*PERINTAH*
Apakah tiap pernyataan berikut sesuai dengan teks tentang hadits dhoif? Jawab ya atau tidak untuk masing-masing, lalu kutip kata-kata dari teks yang menentukan jawabannya.
1. Hadits tentang membacakan surat yasin untuk orang mati diriwayatkan oleh Bukhari dan Muslim.
2. Menurut Imam Nawawi, hadits itu punya dua perawi yang tidak dikenal.
3. Berdusta atas nama Rasulullah termasuk dosa kecil.

-------- KUTIPAN TEKS --------

Kaum muslimin yang semoga dirahmati Allah. Saat ini telah tersebar berbagai macam perkara baru dalam agama ini (baca: bidah). Seperti contohnya adalah acara tahlilan/yasinan yang tidak pernah dicontohkan oleh Nabi shallallahu alaihi wa sallam dan tidak pernah pula dilakukan oleh para sahabatnya. Dan kebanyakan bidah saat ini terjadi dikarenakan tersebarnya hadits dhoif/lemah di tengah-tengah umat. Contoh dari hadits dhoif tersebut adalah tentang keutamaan surat yasin sehingga orang-orang membolehkan adanya yasinan. Hadits tersebut adalah, Bacakanlah surat yasin untuk orang mati di antara kalian. (Hadits ini dhoif (lemah) diriwayatkan oleh Abu Daud, Ibnu Majah, dan Nasai. Imam Nawawi mengatakan bahwa dalam hadits ini terdapat 2 perawi majhul (tidak dikenal)).
Selain itu juga, hadits dhoif digunakan oleh sebagian orang untuk menjelaskan fadhail amal yaitu mendorong umat untuk melakukan kebaikan dan menakut-nakuti mereka agar tidak melakukan kejelekaan. Hadits dhoif (bahkan palsu) ini semakin tersebar -di zaman yang penuh kebodohan mengenai derajat hadits saat ini- baik melalui tulisan atau pun melalui lisan para dai. Namun menjadi suatu pertanyaan penting, apakah hadits dhoif (atau bahkan palsu) boleh dijadikan sandaran hukum?! Simaklah pembahasan berikut ini.
Larangan Berdusta Atas Nabi shallallahu alaihi wa sallam
Kaum muslimin yang semoga selalu ditunjuki oleh Allah menuju kebenaran. Perlu diketahui, bahwa berdusta atas nama Rasulullah shallallahu alaihi wa sallam termasuk dosa besar karena beliau shallallahu alaihi wa sallam mengancam orang yang demikian dengan neraka. Sebagaimana sabda beliau shallallahu alaihi wa sallam yang artinya, Barang siapa yang berdusta atas namaku dengan sengaja, maka hendaknya dia mengambil tempat duduknya di neraka. (HR. Bukhari & Muslim). Dari hadits ini terlihat jelas bahwasanya seseorang yang menyandarkan sesuatu kepada Rasulullah shallallahu alaihi wa sallam tanpa mengetahui keshohihannya, dia terancam masuk neraka.

-------- DATA YANG DIBERIKAN --------

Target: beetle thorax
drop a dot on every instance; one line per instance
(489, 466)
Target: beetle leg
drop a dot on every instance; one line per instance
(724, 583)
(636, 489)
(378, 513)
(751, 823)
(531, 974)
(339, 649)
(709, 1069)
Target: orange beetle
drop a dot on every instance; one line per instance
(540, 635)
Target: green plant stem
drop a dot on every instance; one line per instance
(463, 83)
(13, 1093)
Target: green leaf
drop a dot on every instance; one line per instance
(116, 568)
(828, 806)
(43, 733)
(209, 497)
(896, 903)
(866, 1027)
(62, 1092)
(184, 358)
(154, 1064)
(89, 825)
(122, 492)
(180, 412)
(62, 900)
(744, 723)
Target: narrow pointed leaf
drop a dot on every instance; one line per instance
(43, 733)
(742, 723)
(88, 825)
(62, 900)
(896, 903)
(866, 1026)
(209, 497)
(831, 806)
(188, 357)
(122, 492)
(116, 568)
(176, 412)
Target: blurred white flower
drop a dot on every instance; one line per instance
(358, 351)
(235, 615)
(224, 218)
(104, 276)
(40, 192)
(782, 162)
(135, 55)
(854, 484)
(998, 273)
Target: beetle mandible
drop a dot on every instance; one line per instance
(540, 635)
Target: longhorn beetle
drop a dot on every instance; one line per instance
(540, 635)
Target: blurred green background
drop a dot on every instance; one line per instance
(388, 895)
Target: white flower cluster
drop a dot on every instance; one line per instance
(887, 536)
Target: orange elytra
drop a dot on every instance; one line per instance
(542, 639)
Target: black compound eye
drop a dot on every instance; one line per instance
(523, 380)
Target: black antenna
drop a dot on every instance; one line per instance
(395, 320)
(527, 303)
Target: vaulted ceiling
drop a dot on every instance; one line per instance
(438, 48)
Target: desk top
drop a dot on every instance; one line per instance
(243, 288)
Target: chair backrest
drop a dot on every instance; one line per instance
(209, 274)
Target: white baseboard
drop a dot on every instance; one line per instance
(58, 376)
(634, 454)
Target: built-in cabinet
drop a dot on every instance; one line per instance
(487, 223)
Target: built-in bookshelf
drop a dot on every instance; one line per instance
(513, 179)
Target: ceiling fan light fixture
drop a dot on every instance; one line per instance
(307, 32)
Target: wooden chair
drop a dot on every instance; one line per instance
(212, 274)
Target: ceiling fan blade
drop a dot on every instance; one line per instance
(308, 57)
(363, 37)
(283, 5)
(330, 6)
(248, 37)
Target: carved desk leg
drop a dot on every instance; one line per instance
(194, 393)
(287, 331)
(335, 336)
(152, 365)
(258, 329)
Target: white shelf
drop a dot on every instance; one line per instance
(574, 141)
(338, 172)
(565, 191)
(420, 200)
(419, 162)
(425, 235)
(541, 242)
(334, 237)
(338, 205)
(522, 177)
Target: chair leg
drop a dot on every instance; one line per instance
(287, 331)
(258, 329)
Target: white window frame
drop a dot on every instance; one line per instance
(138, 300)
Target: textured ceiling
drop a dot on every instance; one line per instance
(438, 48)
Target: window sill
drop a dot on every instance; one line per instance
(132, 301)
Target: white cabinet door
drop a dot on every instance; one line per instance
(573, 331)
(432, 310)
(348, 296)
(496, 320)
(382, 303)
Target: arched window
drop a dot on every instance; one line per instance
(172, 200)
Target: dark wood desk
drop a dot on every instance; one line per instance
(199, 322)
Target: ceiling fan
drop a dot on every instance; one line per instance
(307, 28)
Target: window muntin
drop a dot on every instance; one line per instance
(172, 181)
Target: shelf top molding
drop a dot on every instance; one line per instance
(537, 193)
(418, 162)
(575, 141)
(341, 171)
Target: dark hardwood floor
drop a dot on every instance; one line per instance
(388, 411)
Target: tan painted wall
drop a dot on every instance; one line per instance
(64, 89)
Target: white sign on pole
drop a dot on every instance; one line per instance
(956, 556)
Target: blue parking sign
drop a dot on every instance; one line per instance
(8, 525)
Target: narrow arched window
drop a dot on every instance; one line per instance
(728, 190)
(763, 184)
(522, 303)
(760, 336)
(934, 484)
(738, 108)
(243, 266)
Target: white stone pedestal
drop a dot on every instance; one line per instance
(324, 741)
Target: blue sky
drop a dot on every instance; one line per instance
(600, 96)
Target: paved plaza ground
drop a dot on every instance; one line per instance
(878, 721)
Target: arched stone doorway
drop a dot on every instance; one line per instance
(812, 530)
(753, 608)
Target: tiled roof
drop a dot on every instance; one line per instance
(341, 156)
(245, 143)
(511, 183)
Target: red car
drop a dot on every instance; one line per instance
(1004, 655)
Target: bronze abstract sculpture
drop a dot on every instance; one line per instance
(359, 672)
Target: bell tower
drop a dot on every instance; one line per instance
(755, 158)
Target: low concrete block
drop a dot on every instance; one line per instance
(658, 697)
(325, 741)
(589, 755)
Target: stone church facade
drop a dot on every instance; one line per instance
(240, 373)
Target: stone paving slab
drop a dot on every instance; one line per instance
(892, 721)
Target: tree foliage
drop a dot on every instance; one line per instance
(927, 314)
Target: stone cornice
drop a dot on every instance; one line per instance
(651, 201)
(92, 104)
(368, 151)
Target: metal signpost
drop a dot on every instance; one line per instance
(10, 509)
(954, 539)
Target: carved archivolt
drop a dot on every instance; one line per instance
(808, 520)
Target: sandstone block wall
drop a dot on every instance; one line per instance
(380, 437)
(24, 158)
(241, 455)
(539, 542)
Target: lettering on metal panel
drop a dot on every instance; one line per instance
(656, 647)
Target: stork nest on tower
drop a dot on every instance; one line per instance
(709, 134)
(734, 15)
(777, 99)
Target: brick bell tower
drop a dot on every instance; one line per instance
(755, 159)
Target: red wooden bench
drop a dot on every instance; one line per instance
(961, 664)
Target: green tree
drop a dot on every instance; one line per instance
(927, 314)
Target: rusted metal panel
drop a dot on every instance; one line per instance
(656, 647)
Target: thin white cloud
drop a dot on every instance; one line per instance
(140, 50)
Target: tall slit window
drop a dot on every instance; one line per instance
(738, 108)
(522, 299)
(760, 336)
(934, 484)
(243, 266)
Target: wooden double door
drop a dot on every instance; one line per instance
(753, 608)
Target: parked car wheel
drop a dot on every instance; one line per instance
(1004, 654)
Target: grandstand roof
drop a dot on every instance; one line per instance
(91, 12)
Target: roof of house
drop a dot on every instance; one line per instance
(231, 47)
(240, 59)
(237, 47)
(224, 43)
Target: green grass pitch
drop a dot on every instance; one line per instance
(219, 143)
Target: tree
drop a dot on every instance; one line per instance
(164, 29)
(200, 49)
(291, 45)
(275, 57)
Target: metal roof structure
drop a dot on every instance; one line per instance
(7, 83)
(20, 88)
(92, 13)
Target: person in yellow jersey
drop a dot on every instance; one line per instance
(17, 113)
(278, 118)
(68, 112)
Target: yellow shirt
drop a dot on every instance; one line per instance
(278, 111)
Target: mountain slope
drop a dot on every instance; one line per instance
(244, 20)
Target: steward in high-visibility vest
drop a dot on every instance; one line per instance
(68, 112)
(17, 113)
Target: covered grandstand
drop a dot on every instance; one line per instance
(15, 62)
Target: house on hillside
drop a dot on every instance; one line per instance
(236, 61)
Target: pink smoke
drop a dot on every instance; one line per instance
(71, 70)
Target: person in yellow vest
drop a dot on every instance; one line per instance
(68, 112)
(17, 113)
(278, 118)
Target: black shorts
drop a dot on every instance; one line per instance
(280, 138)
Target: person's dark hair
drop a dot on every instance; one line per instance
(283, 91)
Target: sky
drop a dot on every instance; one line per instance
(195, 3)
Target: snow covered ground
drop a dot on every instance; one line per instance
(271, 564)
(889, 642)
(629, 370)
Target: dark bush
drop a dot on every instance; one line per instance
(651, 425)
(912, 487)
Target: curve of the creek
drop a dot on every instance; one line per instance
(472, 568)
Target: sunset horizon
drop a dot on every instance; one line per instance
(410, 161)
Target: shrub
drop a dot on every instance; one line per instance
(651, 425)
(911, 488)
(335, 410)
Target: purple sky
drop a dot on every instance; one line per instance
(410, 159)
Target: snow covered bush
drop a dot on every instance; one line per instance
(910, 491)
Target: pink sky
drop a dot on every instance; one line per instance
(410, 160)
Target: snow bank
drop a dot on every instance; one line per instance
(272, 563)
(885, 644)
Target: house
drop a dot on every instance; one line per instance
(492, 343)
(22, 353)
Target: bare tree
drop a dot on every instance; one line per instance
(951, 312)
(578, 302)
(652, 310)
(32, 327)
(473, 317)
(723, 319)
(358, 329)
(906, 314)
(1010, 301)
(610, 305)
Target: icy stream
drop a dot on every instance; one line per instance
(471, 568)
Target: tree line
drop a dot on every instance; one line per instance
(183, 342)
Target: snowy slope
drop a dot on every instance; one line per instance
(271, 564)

--------

*JAWABAN*
1. Tidak: "diriwayatkan oleh Abu Daud, Ibnu Majah, dan Nasai"
2. Ya: "dalam hadits ini terdapat 2 perawi majhul (tidak dikenal)"
3. Tidak: "berdusta atas nama Rasulullah shallallahu alaihi wa sallam termasuk dosa besar"